*WRITTEN REQUEST*
Give the data again from the line containing "For the dataset, pick out the wooden window" through the end of the data, switching "dark brown stem" to "woody stem" and leaving everything else unchanged.

*INPUT RECORDS*
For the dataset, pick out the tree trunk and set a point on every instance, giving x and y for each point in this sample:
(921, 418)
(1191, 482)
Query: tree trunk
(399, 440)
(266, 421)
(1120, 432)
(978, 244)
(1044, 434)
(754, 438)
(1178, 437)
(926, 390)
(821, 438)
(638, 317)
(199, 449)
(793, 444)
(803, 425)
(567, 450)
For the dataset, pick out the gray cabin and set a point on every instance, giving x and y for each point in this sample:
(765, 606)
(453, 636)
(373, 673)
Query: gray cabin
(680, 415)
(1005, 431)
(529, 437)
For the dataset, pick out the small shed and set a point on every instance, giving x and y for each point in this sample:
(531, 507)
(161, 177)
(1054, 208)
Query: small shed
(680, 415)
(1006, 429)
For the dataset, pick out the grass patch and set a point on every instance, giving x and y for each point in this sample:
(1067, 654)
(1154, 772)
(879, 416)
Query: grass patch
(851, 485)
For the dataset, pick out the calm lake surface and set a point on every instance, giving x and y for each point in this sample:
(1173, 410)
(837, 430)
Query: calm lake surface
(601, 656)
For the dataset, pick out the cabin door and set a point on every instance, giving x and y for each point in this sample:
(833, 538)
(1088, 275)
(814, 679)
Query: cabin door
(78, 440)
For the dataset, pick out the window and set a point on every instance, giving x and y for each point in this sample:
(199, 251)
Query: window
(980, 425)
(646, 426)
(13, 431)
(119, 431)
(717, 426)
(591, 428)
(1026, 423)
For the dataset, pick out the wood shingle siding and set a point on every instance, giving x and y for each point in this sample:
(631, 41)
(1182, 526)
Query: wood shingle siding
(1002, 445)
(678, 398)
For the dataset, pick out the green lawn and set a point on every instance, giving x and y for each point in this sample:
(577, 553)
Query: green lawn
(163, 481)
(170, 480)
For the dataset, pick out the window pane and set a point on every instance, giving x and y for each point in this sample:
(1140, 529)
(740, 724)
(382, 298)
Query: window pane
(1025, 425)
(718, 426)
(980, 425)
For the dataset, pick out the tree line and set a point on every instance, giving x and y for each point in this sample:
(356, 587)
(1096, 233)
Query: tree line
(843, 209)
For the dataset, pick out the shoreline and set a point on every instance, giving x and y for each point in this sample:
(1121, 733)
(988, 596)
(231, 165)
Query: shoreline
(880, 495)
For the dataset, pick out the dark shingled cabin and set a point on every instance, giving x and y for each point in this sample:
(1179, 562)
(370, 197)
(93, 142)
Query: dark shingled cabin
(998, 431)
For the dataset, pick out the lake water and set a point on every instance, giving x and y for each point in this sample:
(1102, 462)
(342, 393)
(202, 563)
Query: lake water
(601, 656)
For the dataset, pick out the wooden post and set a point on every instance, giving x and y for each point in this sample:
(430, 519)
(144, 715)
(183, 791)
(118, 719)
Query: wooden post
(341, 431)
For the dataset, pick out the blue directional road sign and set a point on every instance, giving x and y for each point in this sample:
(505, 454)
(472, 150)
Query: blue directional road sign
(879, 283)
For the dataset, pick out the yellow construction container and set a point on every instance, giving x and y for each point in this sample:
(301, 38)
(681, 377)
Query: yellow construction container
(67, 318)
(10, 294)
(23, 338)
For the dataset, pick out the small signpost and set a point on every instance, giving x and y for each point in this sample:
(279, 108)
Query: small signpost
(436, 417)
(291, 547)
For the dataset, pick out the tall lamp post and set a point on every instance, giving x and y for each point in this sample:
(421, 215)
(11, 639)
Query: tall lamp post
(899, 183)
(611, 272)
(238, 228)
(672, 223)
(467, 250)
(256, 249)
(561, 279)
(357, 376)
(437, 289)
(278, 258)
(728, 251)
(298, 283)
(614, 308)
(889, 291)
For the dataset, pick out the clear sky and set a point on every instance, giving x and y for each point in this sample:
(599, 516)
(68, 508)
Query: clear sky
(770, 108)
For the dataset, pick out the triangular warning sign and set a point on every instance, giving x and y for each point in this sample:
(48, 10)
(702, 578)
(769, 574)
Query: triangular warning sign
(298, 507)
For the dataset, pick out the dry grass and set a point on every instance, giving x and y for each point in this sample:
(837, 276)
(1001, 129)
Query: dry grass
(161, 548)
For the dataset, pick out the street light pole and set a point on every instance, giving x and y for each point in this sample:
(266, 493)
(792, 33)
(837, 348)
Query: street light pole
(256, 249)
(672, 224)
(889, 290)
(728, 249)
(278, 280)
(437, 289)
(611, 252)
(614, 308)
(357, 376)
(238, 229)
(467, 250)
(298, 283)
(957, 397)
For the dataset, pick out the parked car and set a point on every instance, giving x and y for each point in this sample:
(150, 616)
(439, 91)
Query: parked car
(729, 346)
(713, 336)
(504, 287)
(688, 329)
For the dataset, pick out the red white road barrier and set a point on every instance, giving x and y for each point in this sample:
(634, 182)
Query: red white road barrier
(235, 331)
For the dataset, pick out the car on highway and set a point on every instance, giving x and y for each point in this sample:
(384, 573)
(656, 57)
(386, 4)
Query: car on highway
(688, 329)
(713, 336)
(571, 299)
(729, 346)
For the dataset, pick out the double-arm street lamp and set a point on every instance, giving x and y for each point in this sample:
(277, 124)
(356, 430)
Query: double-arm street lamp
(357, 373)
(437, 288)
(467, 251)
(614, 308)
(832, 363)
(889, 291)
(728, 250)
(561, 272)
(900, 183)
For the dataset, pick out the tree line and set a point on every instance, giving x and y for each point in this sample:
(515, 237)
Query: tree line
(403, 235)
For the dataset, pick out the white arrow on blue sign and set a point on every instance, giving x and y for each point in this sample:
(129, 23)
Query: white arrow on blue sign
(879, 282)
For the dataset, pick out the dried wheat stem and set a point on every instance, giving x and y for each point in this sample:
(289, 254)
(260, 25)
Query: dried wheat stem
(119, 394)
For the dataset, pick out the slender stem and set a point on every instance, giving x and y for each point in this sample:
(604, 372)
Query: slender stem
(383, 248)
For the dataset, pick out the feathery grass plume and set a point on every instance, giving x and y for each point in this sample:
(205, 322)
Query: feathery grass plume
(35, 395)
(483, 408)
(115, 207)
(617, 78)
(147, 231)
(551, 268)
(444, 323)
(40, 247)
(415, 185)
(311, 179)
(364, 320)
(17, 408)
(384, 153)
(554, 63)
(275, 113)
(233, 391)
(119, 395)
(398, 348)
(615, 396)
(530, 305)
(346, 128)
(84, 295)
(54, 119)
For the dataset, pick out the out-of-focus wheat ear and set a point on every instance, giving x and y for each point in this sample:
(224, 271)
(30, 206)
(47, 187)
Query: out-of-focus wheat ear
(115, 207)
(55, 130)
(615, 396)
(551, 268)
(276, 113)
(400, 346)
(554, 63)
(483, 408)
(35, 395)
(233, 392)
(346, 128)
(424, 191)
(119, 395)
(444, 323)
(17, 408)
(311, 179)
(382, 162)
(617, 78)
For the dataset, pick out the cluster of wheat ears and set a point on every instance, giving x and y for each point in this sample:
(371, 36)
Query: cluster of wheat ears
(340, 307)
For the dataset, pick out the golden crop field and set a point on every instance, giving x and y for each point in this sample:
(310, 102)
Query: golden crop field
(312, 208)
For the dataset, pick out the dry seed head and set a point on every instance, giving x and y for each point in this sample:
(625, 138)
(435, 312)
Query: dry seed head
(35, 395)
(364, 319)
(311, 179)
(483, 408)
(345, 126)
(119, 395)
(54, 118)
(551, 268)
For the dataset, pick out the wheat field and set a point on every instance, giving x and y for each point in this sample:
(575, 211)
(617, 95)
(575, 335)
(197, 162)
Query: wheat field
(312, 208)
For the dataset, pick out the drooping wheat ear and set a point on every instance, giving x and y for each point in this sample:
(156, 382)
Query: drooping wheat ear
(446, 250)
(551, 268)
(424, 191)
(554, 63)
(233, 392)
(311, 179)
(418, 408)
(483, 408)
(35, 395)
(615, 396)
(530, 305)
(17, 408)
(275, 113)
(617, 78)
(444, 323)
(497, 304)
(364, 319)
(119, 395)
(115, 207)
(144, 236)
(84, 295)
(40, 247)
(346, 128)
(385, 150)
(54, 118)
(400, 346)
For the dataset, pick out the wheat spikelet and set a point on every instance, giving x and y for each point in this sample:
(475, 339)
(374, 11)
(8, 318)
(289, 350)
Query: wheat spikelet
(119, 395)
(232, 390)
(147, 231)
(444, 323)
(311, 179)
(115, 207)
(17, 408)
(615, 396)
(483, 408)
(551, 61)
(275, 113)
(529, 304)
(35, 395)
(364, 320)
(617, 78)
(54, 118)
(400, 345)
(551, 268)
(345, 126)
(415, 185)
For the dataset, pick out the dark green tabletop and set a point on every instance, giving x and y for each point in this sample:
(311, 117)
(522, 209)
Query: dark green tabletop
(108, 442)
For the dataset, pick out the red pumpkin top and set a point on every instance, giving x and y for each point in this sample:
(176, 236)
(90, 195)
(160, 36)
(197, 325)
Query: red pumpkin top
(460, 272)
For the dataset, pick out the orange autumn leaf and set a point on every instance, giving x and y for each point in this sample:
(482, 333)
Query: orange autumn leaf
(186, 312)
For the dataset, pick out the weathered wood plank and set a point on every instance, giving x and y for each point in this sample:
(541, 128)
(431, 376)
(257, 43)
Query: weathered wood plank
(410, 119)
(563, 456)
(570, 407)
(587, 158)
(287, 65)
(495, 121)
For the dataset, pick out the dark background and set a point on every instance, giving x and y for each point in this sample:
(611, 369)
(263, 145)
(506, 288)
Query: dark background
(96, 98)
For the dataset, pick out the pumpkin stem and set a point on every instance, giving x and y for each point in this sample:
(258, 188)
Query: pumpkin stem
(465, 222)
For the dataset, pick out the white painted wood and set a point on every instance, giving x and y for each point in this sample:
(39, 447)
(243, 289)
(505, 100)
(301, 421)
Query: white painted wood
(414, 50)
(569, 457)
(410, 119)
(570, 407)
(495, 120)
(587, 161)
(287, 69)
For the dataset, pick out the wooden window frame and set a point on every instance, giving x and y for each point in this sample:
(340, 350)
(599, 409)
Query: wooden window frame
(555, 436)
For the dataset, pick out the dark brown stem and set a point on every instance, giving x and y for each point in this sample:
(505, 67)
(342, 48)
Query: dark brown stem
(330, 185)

*WRITTEN REPLY*
For the dataset, pick out the wooden window frame and set a point on every instance, giving x and y for each point in this sample:
(340, 350)
(599, 409)
Query: wooden window frame
(555, 436)
For the dataset, pick out the woody stem and set a point on every instance, giving x and y for each point in this sample:
(505, 67)
(342, 48)
Query: woody stem
(330, 185)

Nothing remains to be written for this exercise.